Aim A: Repeat the listing below word for word, from the line containing "Pin every instance of the green foliage" through the end of the listing.

# Forum Home Renovation Tiling  Is there a recommended/preferred way to have wall and floor tiles meet?

## renov8or

I have heard and read different methods of having the wall and floor tiles meet in a bathroom. Is there a right and wrong way - or just different ways? (This is not a social interaction question  :Biggrin: ) 
One tiler I spoke to said he installed all wall tiles but left enough room to tuck the floor tile under the bottom row. The problem with this (such as in my situation) is that the floor waste is close to one corner of the room - about 400mm from wall and only 150mm from the side of the bath. Having all floor tiles start at the one level all around the walls would result in a steep fall of the tiles nearest the wall and bath where the waste is and unacceptable joins between tiles (300x300). 
In one post on this site it was suggested to install bottom row of wall tiles last after laying floor tiles - not clear if the space allowed was for  full tiles or cut to fit to floor with possibly a fall along the wall. 
A tile shop told me it did not matter if wall tile was under edge of wall tiles or butted up to face of wall tile - which would allow floor tiles to have fall along the wall as well as away from wall .....which would accommodate my situation with wastes near a corner of the bathroom floor and also near corner of shower floor. 
After reading how some people have experienced the bottom tile in the shower changing colour as a result of water possibly soaking into biscuit I can see some potential benefit of having wall tile above floor tile rather than tucked down beside it - although wall tile may be more vulnerable if bottom edge cut to fit above floor tiles.  
I intend to use angle aluminum to step down shower floor to overcome  fall required in shower relative to surounding tiles of main floor - which will have to be taken into account. 
Thanks for your advice, especially from tilers.

----------


## Dr Freud

Setting out tiling is a large part mathematics and a good proportion art.  Too much to put into one post.  But in a nutshell: 
Tile walls first, except for bottom row.  Nail or prop timber rails on walls to hold tile job up until dry. 
Then tile floors all the way to bare walls. 
Then take rails off and tile bottom row of walls.  Should be about two thirds of full tile depending on the rest of the set out.  Bottom row can be cut to fit any fall or rise in floor.  Wall tile cut end should float above floor tile.  This corner join grouted with wall colour grout once all tiling finished.  Obviously grout floor last, especially with different colours. 
Reason is if wall tiled first and floor butted up to it, a grout line exists in floor that can hold and absorb water.  This may lead to seepage into the rear of the tiling system.   
The right way presents a glazed floor tile with a fall into the relevant waste that traps no water.  Especially crucial in shower. 
I have recently inspected a commercial four storey building with tiling so bad, the floor was laid last  :Shock:  and the fall results in shower water washing out the door onto the carpeted area.  :Doh:

----------


## cherub65

As the Dr said set out is important. If you are tiling entire wall, set out so you finish with a full tile at ceiling height if at all possible.

Aim B: Duplicate the passage of the tiling thread above from "Thanks for your" to "with different colours.", keeping the wording unchanged.

Rows:

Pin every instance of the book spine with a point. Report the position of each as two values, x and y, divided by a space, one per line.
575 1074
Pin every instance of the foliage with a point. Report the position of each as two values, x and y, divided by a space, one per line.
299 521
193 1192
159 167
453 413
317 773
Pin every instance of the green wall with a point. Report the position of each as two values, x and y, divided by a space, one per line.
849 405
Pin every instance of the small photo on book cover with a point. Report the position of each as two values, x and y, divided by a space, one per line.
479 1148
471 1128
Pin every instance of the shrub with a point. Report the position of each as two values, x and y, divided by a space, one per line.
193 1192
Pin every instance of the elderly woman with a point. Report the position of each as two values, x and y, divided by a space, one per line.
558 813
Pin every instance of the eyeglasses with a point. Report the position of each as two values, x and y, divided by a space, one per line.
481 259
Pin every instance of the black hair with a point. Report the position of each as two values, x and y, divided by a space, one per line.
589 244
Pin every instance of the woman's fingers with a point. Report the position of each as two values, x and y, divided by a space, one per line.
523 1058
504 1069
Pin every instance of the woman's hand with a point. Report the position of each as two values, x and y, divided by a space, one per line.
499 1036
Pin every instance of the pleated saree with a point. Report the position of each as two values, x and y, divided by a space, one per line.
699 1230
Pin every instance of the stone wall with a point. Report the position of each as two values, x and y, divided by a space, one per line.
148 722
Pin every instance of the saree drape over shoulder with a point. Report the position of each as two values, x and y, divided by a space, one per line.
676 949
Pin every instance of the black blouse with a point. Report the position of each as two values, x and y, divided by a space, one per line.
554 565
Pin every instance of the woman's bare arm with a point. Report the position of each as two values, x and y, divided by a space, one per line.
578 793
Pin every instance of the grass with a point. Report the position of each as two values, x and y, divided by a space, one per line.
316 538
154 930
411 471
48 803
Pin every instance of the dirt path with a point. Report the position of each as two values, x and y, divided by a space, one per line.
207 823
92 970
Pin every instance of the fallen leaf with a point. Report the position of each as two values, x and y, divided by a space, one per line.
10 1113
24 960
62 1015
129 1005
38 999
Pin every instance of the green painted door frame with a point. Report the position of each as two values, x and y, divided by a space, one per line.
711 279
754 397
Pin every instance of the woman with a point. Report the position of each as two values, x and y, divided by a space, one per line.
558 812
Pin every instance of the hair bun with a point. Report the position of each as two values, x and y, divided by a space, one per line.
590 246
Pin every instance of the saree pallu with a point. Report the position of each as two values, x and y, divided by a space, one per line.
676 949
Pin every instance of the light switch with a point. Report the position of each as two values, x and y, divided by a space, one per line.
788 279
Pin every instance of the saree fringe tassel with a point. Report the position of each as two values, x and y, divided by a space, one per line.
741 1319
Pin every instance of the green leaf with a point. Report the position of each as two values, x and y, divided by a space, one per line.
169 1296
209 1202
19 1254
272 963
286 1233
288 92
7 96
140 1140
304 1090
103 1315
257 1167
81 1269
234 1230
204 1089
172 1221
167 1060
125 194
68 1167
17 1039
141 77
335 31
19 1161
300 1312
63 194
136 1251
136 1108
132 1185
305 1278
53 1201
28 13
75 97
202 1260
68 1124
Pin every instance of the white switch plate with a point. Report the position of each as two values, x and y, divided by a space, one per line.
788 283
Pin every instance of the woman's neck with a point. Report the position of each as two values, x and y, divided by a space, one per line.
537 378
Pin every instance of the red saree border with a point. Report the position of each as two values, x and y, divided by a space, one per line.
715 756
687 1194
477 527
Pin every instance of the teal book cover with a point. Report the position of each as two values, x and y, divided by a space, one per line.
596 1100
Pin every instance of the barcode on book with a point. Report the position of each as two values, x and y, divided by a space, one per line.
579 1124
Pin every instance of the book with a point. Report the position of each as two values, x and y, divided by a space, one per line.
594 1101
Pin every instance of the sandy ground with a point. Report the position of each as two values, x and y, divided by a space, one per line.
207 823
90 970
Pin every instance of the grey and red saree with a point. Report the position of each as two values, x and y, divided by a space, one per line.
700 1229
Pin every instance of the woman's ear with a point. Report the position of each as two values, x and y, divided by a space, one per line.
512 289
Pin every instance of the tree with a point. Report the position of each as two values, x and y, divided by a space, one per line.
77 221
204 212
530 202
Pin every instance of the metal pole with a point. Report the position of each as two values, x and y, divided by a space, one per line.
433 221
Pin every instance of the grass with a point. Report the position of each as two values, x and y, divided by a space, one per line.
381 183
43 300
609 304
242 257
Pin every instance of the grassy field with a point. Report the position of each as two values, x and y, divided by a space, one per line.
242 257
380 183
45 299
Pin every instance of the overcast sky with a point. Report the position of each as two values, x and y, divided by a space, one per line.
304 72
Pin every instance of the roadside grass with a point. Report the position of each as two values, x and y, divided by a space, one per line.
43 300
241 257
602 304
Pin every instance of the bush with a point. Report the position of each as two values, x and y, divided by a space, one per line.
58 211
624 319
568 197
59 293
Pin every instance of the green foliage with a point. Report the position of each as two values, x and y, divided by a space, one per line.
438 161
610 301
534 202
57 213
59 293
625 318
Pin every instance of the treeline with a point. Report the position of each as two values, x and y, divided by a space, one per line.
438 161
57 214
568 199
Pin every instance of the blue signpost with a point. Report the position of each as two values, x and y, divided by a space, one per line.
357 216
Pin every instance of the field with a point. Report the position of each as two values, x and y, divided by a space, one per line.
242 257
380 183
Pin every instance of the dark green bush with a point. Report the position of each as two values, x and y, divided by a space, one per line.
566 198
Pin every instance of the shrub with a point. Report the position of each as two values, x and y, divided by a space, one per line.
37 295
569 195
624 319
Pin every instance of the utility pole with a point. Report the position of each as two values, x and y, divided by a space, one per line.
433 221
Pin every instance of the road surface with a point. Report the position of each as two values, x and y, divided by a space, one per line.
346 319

Expected answer A:
Pin every instance of the green foliage with a point. Report the position of each as two values, x and y, divided by a space, one per line.
438 161
610 301
534 202
57 213
59 293
625 318
Pin every instance of the treeline with a point. Report the position of each as two values, x and y, divided by a space, one per line.
438 161
57 214
568 199
Pin every instance of the blue signpost with a point. Report the position of each as two values, x and y, divided by a space, one per line.
357 216
Pin every instance of the field with a point. Report the position of each as two values, x and y, divided by a space, one per line.
242 257
380 183
Pin every instance of the dark green bush with a point. Report the position of each as two values, x and y, divided by a space, one per line.
566 198
Pin every instance of the shrub with a point. Report the position of each as two values, x and y, divided by a space, one per line.
37 295
569 195
624 319
Pin every instance of the utility pole with a point. Report the position of each as two values, x and y, divided by a space, one per line.
433 221
Pin every instance of the road surface with a point. Report the position of each as two values, x and y, divided by a space, one per line.
346 319

Expected answer B:
Thanks for your advice, especially from tilers.

----------


## Dr Freud

Setting out tiling is a large part mathematics and a good proportion art.  Too much to put into one post.  But in a nutshell: 
Tile walls first, except for bottom row.  Nail or prop timber rails on walls to hold tile job up until dry. 
Then tile floors all the way to bare walls. 
Then take rails off and tile bottom row of walls.  Should be about two thirds of full tile depending on the rest of the set out.  Bottom row can be cut to fit any fall or rise in floor.  Wall tile cut end should float above floor tile.  This corner join grouted with wall colour grout once all tiling finished.  Obviously grout floor last, especially with different colours.